--- BEGIN ---

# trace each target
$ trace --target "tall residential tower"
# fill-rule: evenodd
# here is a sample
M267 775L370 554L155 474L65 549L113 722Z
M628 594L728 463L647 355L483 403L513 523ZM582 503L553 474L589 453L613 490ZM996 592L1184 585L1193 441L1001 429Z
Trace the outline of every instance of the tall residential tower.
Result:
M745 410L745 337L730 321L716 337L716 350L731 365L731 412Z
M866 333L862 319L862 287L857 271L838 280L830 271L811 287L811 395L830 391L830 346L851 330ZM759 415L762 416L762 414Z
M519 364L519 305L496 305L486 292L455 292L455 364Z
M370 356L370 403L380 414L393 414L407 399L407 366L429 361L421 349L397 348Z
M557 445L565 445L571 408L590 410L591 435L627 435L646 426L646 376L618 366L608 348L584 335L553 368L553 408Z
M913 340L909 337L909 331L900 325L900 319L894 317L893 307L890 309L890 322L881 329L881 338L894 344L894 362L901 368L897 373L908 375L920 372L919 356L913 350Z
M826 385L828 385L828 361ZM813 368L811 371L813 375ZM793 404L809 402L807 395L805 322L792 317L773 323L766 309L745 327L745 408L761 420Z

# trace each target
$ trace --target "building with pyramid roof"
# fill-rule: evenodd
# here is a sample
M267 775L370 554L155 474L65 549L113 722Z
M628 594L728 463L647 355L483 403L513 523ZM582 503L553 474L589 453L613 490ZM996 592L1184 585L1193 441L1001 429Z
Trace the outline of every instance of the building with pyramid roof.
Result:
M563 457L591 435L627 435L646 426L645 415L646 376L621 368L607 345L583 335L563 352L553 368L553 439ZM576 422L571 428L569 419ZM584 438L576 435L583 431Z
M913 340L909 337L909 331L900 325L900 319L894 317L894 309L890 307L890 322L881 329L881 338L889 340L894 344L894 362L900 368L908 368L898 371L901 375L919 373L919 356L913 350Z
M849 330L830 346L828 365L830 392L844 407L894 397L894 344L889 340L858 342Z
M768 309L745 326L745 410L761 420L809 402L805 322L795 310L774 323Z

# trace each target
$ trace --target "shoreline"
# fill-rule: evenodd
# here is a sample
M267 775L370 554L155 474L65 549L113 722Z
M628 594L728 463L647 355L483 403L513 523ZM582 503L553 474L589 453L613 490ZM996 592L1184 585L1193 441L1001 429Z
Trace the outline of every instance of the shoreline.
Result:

--- END ---

What is needed. Can you pull out every line of the data above and reproduce each one verbatim, without changing anything?

Written answer.
# trace each target
$ trace --target "tall residential tower"
# fill-rule: evenodd
# here is a sample
M267 775L370 554L155 474L65 549L113 722Z
M628 594L728 463L647 355L483 403L513 523ZM582 503L553 474L589 453L613 490ZM996 592L1184 585L1193 441L1001 429Z
Trace the outline of every instance of the tall residential tower.
Result:
M745 410L745 337L730 321L716 337L716 350L731 365L731 412Z
M866 333L862 319L862 287L857 271L838 280L830 271L811 287L811 395L830 391L830 346L851 330ZM759 415L762 416L762 414Z
M519 364L519 305L496 305L486 292L455 292L455 364Z
M370 356L370 403L380 414L393 414L407 399L407 366L429 361L421 349L397 348Z
M557 445L565 445L571 408L590 410L591 435L627 435L646 426L646 376L618 366L608 348L584 335L553 368L553 408Z
M913 340L909 337L909 331L900 325L900 319L894 317L893 307L890 309L890 322L881 329L881 338L894 344L894 362L901 368L897 373L908 375L920 372L919 356L913 350Z
M826 385L828 385L828 361ZM813 368L811 371L813 375ZM793 404L809 402L807 395L805 322L792 317L773 323L766 309L745 327L745 408L761 420Z

# trace each target
$ trace --target "building with pyramid roof"
# fill-rule: evenodd
# here is a sample
M267 775L370 554L155 474L65 549L113 722Z
M628 594L728 463L647 355L483 403L513 523ZM582 503L553 474L589 453L613 490ZM996 592L1184 585L1193 441L1001 429Z
Trace the outline of every instance of the building with pyramid roof.
Result:
M563 457L591 435L627 435L646 426L645 415L646 376L621 368L607 345L583 335L563 352L553 368L553 439ZM576 422L571 428L569 419ZM584 438L576 435L583 431Z
M913 340L909 337L909 331L900 325L900 319L894 317L894 309L890 307L890 322L881 329L881 338L889 340L894 344L894 362L900 368L908 368L898 371L901 375L919 373L919 356L913 350Z
M849 330L830 346L828 365L830 392L844 407L894 397L894 344L889 340L858 342Z
M768 309L745 326L745 410L761 420L809 402L805 322L795 310L774 323Z

# trace each target
$ trace --target "shoreline"
# fill-rule: evenodd
# here is a sample
M267 775L370 554L155 474L65 549L113 722Z
M628 594L728 463L647 355L483 403L513 523ZM582 503L553 474L589 453L613 490ZM996 592L1184 585L1193 441L1001 429Z
Trace the outline of every instance of the shoreline.
Result:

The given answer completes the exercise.